The request =
Return, word for word, the part of the text on Circassian rights from "The Link between" up to and including "with no exception.".

Document extract =
===============
Thereupon, it is appropriate to cite an official Russian point of view, given by the Russian Ambassador to Turkey, which has not been denied, refuted or apologized for by the Russian government. How can a state that believes in this fact would facilitate the right of return or even think of solving the Circassian Question and restitution of legitimate rights? “Towards the end of the war, hundreds of thousands of Circassians — over 90% of the native population — were killed or expelled, with many settling in the Ottoman Empire. Commenting on this, Yerkhov said the Circassians were ‘presented an offer: either move to the plain, receive land, and begin to engage in productive labour, or emigrate.’”[2]

Numbers Don’t Lie

Quiet migration/return, at an extremely slow rate to homeland has been the applicable and typical standard. “About 1,500 Circassians returned to the Caucasus after the collapse of the Soviet Union, including 200 repatriated after they were attacked by ethnic Albanians during the Kosovo war. … Today there are about 3 to 5 million Circassians living abroad and about 700,000 in the Caucasus,”[3] in the Circassian republics of the North caucasus.

The Link between Circassian Rights and the International Law

THE CIRCASSIAN RIGHTS are not limited to only the right to return a fraction of the deported Circassians to their Motherland, located in the North Caucasus. It is far more comprehensive than that. The multi-element circumstances do allow the Circassians to be subjugated to conditions, moods, and promises with empty contents. If conducted on non-seriousness and bad intentions of those who promote and call for them, it would subsequently affect a collective genuine right of the entire Circassian nation with no exception.

Retrieving the rights of the Circassian nation is justified in the perspectives of international laws and norms. It has been since 1864, more than a century and a half, not decades, not years, not weeks, or days; but painful moments have taken root in the hearts and consciences of both grandfathers and grandchildren. The right of return to the homeland is a preserved right for any people who are expelled, deported, or taken out of their native land for any reason and at any time. “Under article 12(4) of the International Covenant on Civil and Political Rights (ICCPR), Russia has an obligation to allow Circassians the right of return.5” Page 142, Mason Wiley, Circassian Right of Return: “Putin The Terrible or Putin The Enlightened?”[4]

There is no escape for Russia from submitting to international laws and norms. The Russian state is obliged to Recognize the Genocide, Apology to the Circassian Nation, Moral and Material Compensation, the Right of Return to Homeland under international protection, and Self-Determination. Exercising legal proceedings is one of the prerogatives to regain legitimate rights, which are not limited to statute of limitations, if the Russian state proved its failure to do so.

Given the decrease in the number of births and thus the decline of the population, the Russian state considered that it was necessary and worthwhile to enact a law to encourage “former Russians and their ancestors” to repatriate. However, “the definition of compatriot under the Compatriot Law caused considerable confusion for both those hoping to repatriate and officials administering the program.37” Thus, “a 2010 handbook for the so-called Compatriot Law defines compatriots as either individuals, or the decedents of individuals, who emigrated from any territory within the current Russian Federation.38  The temporal scope includes emigrants who left Russia throughout its various incarnations, including the Russian State.39 Under this definition, the law should apply to ancestors of Circassians who fled during the Russian Empire’s conquest of Circassia, and what is now the Russian Federation.40” [5] Page 146, Mason Wiley, Circassian Right of Return: “Putin The Terrible or Putin The Enlightened?”
===============
Data records =
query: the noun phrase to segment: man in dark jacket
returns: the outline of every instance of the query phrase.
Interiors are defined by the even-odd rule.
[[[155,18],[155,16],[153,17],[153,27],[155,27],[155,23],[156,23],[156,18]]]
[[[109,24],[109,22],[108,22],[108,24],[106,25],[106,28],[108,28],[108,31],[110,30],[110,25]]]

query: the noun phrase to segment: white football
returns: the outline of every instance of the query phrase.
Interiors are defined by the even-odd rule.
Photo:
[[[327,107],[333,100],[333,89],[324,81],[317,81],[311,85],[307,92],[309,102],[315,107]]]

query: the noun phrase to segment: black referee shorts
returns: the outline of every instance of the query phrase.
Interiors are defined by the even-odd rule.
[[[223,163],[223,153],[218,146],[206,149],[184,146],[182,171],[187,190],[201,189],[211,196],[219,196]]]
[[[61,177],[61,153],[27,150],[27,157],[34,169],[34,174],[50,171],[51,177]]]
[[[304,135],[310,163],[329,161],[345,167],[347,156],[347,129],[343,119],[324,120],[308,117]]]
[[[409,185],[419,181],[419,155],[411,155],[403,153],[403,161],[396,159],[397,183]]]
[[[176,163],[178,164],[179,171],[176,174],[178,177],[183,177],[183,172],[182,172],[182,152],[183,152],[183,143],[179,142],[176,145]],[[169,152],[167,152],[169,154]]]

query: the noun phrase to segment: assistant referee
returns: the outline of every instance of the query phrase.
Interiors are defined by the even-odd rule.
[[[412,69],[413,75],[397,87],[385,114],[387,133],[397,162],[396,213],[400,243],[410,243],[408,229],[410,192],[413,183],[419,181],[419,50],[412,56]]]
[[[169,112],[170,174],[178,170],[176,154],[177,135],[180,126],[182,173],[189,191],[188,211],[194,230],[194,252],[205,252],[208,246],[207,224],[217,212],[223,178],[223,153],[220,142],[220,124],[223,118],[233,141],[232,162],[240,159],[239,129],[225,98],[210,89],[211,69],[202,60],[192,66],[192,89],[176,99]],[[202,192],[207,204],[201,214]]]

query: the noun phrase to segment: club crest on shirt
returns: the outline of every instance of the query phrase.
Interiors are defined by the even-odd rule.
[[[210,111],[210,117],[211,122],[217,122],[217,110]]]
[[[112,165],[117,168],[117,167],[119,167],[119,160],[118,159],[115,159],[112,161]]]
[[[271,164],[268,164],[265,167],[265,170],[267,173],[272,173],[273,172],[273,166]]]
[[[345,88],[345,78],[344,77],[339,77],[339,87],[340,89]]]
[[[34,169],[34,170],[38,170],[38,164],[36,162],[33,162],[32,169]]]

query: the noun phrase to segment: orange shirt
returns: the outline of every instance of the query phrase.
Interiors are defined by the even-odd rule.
===============
Output of the task =
The Link between Circassian Rights and the International Law

THE CIRCASSIAN RIGHTS are not limited to only the right to return a fraction of the deported Circassians to their Motherland, located in the North Caucasus. It is far more comprehensive than that. The multi-element circumstances do allow the Circassians to be subjugated to conditions, moods, and promises with empty contents. If conducted on non-seriousness and bad intentions of those who promote and call for them, it would subsequently affect a collective genuine right of the entire Circassian nation with no exception.